─── DATA RECORDS ───

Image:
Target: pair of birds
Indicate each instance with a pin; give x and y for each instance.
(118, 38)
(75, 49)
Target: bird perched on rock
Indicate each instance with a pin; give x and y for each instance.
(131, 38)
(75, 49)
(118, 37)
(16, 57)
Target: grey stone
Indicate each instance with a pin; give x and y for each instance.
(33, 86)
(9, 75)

───
─── DATA RECORDS ───

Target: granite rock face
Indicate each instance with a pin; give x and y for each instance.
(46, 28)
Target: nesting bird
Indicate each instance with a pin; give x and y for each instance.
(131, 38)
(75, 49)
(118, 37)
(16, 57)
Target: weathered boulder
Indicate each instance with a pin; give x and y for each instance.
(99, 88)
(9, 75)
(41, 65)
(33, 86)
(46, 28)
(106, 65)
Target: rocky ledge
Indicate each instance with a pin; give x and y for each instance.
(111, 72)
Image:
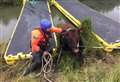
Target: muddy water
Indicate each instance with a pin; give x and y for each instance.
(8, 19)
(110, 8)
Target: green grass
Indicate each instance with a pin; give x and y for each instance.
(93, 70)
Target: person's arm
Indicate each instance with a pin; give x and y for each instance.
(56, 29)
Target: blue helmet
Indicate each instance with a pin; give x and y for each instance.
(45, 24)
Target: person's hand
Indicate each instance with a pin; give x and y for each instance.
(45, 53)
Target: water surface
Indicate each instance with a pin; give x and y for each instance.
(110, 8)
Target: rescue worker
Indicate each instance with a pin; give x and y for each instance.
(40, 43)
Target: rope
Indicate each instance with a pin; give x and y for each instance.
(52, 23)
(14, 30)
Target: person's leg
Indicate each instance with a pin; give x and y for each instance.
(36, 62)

───

> _WHAT THE TASK REQUIRES_: Restate word for word the entries above, starting at the line with "Target: person's hand" and ending at the line with "Target: person's leg", inclusive, and no others.

> _RESULT_:
Target: person's hand
Indicate each instance with a pin; give x and y for each instance.
(45, 53)
Target: water surface
Indicate each instance with a pin; give x and y for each instance.
(110, 8)
Target: rescue worker
Indicate each instance with a pin; give x and y for each instance.
(40, 43)
Target: rope
Indicate each instance with a pin; give x and y for each instance.
(52, 23)
(14, 30)
Target: person's leg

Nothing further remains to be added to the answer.